== YOUR TASK ==
Retype the records below word for word, leaving out the pictures.

== SUPPLIED MATERIAL ==
= = = = =

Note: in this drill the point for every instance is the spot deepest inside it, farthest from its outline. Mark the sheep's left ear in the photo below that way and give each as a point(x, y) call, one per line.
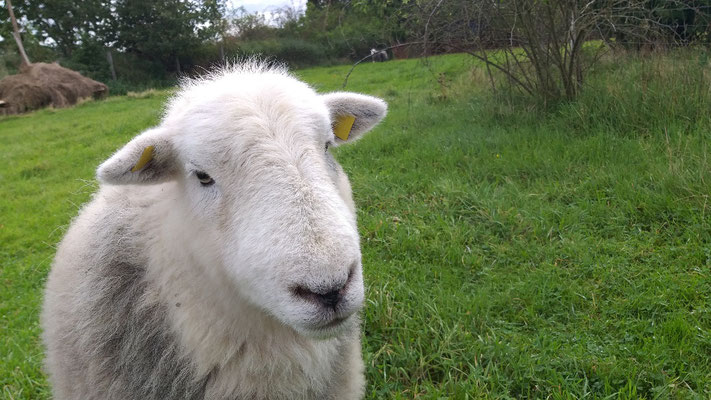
point(353, 114)
point(149, 158)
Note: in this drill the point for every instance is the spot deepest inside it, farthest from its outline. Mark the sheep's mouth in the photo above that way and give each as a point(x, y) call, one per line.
point(333, 323)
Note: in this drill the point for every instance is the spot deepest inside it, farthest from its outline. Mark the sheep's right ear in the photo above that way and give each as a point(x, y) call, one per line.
point(148, 158)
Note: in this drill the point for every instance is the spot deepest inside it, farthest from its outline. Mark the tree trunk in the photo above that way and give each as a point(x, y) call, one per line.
point(25, 64)
point(110, 59)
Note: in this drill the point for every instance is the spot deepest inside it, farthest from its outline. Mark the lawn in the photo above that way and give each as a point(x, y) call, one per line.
point(508, 252)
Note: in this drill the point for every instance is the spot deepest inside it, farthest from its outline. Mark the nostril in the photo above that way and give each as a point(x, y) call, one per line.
point(328, 299)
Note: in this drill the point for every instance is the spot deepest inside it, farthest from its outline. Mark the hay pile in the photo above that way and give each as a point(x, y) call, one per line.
point(41, 85)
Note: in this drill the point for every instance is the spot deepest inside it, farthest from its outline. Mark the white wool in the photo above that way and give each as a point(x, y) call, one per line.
point(228, 277)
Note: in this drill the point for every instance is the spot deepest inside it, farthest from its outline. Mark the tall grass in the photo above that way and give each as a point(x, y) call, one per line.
point(509, 252)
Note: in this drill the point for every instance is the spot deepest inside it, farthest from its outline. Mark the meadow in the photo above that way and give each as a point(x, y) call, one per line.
point(508, 251)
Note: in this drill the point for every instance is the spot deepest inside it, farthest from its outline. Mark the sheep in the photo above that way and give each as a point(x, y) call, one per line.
point(220, 257)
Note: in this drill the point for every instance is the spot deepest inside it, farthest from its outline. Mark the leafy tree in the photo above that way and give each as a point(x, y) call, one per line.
point(165, 30)
point(65, 22)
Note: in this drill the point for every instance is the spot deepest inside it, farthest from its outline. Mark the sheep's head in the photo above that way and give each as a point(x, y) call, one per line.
point(266, 205)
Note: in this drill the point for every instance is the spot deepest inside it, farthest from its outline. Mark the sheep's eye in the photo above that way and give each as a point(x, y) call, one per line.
point(204, 178)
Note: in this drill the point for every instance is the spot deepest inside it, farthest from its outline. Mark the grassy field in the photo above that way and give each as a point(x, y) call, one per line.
point(508, 252)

= = = = =

== RESULT OF THIS EXERCISE ==
Note: in this drill the point for every instance is the spot deepest inside it, farthest from its outline. Mark the sheep's left ear in the photo below that way and give each as a point(x, y) call, one per line.
point(353, 114)
point(149, 158)
Note: in this drill the point for every instance is the spot deepest inside it, farthest from its outline. Mark the sheep's mouth in the photo above that way and give each as a point(x, y) call, one per line.
point(333, 323)
Note: in this drill the point for every instance is the spot deepest inside it, farthest from its outline. Mark the sheep's right ear in the photo above that way and give each as a point(x, y) call, one per line.
point(148, 158)
Note: in this drill the point for every instance is the spot deepest inside it, farthest from its outline. Mark the tree trunk in the photo above that way and give each as a point(x, y) call, one per line.
point(25, 64)
point(110, 59)
Note: in this drill the point for every instance is the spot deepest inside it, farthest from its outline. Mark the lawn in the photo above that way and give each as a point(x, y) call, one per line.
point(508, 252)
Note: in this drill the point for every instance is the spot deepest inside it, farthest from its outline. Mark the nostril in the photo above that way and give each as a point(x, y) call, one per line.
point(328, 299)
Note: in this drill the point for every instance is the spot deepest inside it, farthest from its outline. Mark the hay pile in the photo above that way and give each as a point(x, y) call, one per line.
point(41, 85)
Note: in this drill the point for every instance is the spot deepest inside it, farthest from its outline. Mark the white wool in the photo above that way and give each as a point(x, y) call, one per line.
point(228, 277)
Note: in this drill the point for every instance is the spot deepest inside it, farthest from its outline. Mark the tall grass in the photo above that way and give each as a point(x, y) call, one per line.
point(509, 252)
Note: in this drill the point for every instance is the spot deepest inside it, farthest from its outline. Mark the meadow in the photo above that way and give each as a point(x, y) call, one per line.
point(508, 251)
Note: in this drill the point for every instance is the spot deepest inside it, farthest from its outline. Mark the sheep in the photo above that way and give each as a point(x, y) call, one per line.
point(220, 257)
Note: in this drill the point for every instance is the spot deepest inside it, farthest from its outline. Mark the leafy tree in the photo above that way and give each as a point(x, y) call, one per line.
point(165, 30)
point(65, 22)
Note: in this drill the point for every instance is the spot deepest inside it, farthest from its outline. Mark the sheep's head in the photo above that way and give each as a point(x, y) call, one per line.
point(266, 205)
Note: in this drill the point for every instance is the spot deepest inside it, farthest from its outline. Mark the sheep's eye in the photo above that way and give each as a point(x, y) call, one per line.
point(204, 178)
Note: in this drill the point for every instance is the spot deepest inside it, farthest from its outline. Mark the grassy field in the photo above that way and give each as a point(x, y) call, one per line.
point(508, 252)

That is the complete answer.